*** Supplied material Section Begins ***

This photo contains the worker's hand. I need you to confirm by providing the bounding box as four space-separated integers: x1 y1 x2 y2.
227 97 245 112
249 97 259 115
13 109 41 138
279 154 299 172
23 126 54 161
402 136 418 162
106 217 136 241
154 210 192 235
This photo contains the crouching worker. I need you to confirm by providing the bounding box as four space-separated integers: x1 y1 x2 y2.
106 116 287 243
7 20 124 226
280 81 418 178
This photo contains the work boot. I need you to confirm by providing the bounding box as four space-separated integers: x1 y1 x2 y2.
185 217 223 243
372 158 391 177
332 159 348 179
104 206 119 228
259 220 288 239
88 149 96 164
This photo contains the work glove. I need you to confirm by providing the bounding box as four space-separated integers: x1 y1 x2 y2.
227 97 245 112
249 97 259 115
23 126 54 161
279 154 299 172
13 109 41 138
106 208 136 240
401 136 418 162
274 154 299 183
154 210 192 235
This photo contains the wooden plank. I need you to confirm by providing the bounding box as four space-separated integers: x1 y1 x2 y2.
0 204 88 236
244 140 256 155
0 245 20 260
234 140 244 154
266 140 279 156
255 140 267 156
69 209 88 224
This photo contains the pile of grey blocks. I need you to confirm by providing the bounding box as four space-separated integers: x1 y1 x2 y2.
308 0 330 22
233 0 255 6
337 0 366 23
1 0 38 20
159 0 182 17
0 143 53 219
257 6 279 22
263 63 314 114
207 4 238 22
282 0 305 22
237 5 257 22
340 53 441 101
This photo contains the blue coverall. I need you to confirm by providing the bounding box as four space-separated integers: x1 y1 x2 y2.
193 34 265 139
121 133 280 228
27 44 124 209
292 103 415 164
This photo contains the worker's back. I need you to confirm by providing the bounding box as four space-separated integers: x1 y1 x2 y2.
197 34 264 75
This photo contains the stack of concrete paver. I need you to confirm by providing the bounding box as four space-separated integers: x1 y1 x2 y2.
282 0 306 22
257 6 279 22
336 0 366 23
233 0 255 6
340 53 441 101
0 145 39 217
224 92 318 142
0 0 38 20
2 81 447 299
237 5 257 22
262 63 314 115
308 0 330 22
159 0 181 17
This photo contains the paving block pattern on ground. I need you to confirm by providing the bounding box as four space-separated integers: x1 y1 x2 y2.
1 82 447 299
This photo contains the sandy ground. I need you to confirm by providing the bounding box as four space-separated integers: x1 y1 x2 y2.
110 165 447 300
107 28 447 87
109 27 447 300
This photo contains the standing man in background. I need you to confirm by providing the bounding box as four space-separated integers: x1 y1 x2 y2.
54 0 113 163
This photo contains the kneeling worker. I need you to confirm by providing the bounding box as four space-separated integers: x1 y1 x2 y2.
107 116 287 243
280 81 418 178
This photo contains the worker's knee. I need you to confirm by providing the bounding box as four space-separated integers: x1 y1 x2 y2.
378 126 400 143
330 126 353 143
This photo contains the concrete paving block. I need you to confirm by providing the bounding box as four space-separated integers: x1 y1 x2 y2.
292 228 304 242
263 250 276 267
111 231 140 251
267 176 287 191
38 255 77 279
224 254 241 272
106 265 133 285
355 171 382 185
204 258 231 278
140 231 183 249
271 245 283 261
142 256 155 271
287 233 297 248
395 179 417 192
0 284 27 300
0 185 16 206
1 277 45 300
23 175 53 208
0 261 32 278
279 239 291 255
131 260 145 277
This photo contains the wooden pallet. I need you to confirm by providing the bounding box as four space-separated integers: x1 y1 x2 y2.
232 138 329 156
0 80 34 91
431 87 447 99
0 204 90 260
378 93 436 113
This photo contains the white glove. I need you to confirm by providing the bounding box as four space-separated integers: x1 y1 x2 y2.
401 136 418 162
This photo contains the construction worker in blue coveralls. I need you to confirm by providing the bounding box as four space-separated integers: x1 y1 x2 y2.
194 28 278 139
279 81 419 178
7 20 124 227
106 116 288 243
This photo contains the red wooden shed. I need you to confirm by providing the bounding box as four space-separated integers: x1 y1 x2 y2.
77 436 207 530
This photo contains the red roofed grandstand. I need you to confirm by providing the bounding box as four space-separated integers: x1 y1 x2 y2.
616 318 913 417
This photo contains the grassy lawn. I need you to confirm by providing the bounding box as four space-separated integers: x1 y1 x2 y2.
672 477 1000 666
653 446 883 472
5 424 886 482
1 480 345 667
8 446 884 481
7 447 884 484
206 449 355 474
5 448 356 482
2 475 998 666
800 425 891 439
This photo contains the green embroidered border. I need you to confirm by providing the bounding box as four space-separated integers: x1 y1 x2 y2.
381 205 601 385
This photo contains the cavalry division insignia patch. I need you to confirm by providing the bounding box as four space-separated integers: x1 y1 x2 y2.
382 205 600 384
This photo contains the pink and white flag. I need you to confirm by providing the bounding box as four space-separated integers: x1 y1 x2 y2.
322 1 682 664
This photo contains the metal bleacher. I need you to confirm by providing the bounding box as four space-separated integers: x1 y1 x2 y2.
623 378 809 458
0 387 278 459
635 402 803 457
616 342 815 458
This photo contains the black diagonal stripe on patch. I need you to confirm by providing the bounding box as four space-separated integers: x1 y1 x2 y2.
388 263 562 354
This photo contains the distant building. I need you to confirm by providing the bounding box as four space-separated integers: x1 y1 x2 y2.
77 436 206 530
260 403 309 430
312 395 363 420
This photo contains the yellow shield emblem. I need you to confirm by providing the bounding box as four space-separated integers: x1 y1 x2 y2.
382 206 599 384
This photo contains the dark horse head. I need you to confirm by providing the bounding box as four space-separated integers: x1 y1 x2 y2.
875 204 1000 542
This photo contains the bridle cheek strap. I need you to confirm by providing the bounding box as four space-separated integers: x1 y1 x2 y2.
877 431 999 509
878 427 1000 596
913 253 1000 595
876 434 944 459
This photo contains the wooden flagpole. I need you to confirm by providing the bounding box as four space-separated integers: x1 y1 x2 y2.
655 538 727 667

*** Supplied material Section Ends ***

> Problem to solve
Print the entire set of records again, exactly.

> Finished exercise
This photo contains the worker's hand. I need you to confirm by providing the bounding box as four space-separated integers: x1 y1 x2 y2.
227 97 245 112
249 97 259 115
13 109 41 138
279 154 299 172
23 126 54 161
402 136 418 162
106 217 136 241
154 210 192 235
This photo contains the crouching worker. I need you to confirm by providing the bounding box as four space-separated integers: x1 y1 x2 y2.
106 116 287 243
7 20 124 226
280 81 418 178
This photo contains the work boot. I need you to confirm by providing the bounding box as four space-separated integers: x1 y1 x2 y2.
185 217 223 243
372 158 391 177
332 159 348 179
104 206 119 228
259 220 288 239
88 149 96 164
This photo contains the work glove. I need you to confirm by providing the bounding box as four space-separated integers: x1 y1 x2 y2.
227 97 245 112
249 97 259 115
23 126 54 161
279 154 299 172
13 109 41 138
106 208 136 240
401 136 418 162
274 154 299 183
154 210 192 235
This photo contains the wooden plank. I need you to confirm by providing the bounding box as four space-separated integers: x1 y1 x2 y2.
0 204 88 236
244 140 256 155
0 245 20 260
234 140 244 154
266 140 279 156
255 140 267 156
69 209 88 224
This photo contains the pile of grey blocks. I need you to confirm by providing the bounding box as four space-separated integers: x1 y1 x2 y2.
308 0 330 22
233 0 255 6
337 0 366 23
1 0 38 20
159 0 182 17
0 143 53 219
257 6 279 22
263 63 314 114
207 4 238 22
282 0 305 22
237 5 257 22
340 53 441 101
This photo contains the blue coverall. I need you to confirm by providing the bounding box as four space-separated integers: x1 y1 x2 y2.
193 34 265 139
121 133 280 228
27 44 124 209
292 103 415 164
This photo contains the worker's back. I need you to confirm by providing the bounding box as four space-separated integers: x1 y1 x2 y2.
197 34 264 75
This photo contains the stack of concrete paver. I need you to confirm by providing the bounding box as four space-separated integers: x1 y1 x2 y2.
282 0 306 22
257 6 279 22
336 0 366 23
233 0 255 6
340 53 441 101
0 145 39 217
224 92 318 142
0 0 38 20
2 81 447 299
237 5 257 22
262 63 314 115
308 0 330 22
159 0 181 17
This photo contains the paving block pattern on ground. I need you to confirm by providing the bounding box as four space-separated integers: x1 y1 x2 y2.
1 82 447 299
This photo contains the sandy ground. I need you to confirm by providing the bounding box as four space-separated integers: x1 y1 x2 y2.
110 165 447 300
107 28 447 87
109 27 447 300
This photo contains the standing man in background. I need you to confirm by providing the bounding box as four space-separated integers: x1 y1 x2 y2.
54 0 113 163
This photo contains the kneeling worker. I need you to confirm by providing the bounding box as four space-separated integers: x1 y1 x2 y2.
107 116 287 243
280 81 418 178
This photo contains the worker's knee. I need you to confirm by providing the bounding box as four space-separated integers: x1 y1 x2 y2.
378 126 400 143
330 126 353 143
This photo contains the concrete paving block. I need you to confirm by providing the bounding box as four space-separated integers: x1 y1 x2 y2.
292 228 304 242
263 250 276 267
111 231 140 251
267 176 287 191
38 255 77 279
224 254 241 272
106 265 133 285
355 171 382 185
204 258 231 278
140 231 183 249
271 245 283 261
142 256 155 271
287 233 297 248
395 179 417 192
0 284 27 300
0 185 16 206
1 277 45 300
23 175 53 208
0 261 32 278
279 239 291 255
131 260 145 277
This photo contains the wooden pallet. I need you to confirm by providing the bounding box as four space-separated integers: x1 y1 x2 y2.
232 138 329 156
0 80 34 91
431 87 447 99
0 204 90 260
378 93 436 113
This photo contains the white glove. I need you to confirm by providing the bounding box as four space-separated integers: x1 y1 x2 y2.
401 136 418 162
This photo contains the construction worker in blue coveralls. I need you to confirm by providing the bounding box as four space-separated integers: x1 y1 x2 y2.
194 28 278 139
279 81 419 178
7 20 124 227
106 116 288 243
This photo contains the red wooden shed. I need you to confirm by providing the bounding box as four space-separated integers: x1 y1 x2 y2.
77 436 207 530
This photo contains the red roofed grandstand. I need you to confirm by providing the bounding box as four space-separated integers: x1 y1 x2 y2.
616 318 913 417
This photo contains the grassy lawn. I need you to confirm by providing the bounding box as four space-separated integers: x1 y1 x2 y2.
672 477 1000 666
653 446 883 472
5 424 886 482
1 480 345 667
8 446 884 481
7 447 884 484
206 449 355 474
5 448 356 482
2 475 998 666
800 425 891 439
This photo contains the green embroidered border. I need you to confirm by providing the bounding box as four space-separated integers: x1 y1 x2 y2.
381 205 601 385
This photo contains the cavalry division insignia patch. I need you to confirm by providing the bounding box as four space-separated integers: x1 y1 x2 y2.
382 205 600 384
This photo contains the pink and white flag. I need you to confirm by providing the bounding box as four space-separated integers: x1 y1 x2 y2.
322 1 682 664
This photo contains the metal bleacher. I need you to confirm by providing the bounding box as four space-separated integers: x1 y1 x2 y2.
623 378 809 458
0 387 278 459
635 402 803 457
616 342 815 458
This photo contains the black diagonal stripe on patch. I need you to confirm by providing the bounding box as four space-separated integers: x1 y1 x2 y2.
388 263 562 354
This photo contains the distant building. I need you to confirm by providing the bounding box as four space-separated integers: x1 y1 x2 y2.
77 436 206 530
260 403 309 430
312 395 363 420
This photo contains the yellow shield emblem. I need you to confirm by providing the bounding box as four space-separated integers: x1 y1 x2 y2.
382 206 599 384
This photo contains the dark horse head. I need you to confirm by providing the bounding box as four space-separated integers: x1 y1 x2 y2.
875 204 1000 542
This photo contains the bridle cheek strap. I need you to confirm by providing the bounding box as four space-separated integers: x1 y1 x2 y2.
877 431 999 509
878 427 1000 596
913 253 1000 595
876 434 944 459
This photo contains the wooden flagpole. I need you to confirm by providing the bounding box as four space-separated integers: x1 y1 x2 y2.
655 538 727 667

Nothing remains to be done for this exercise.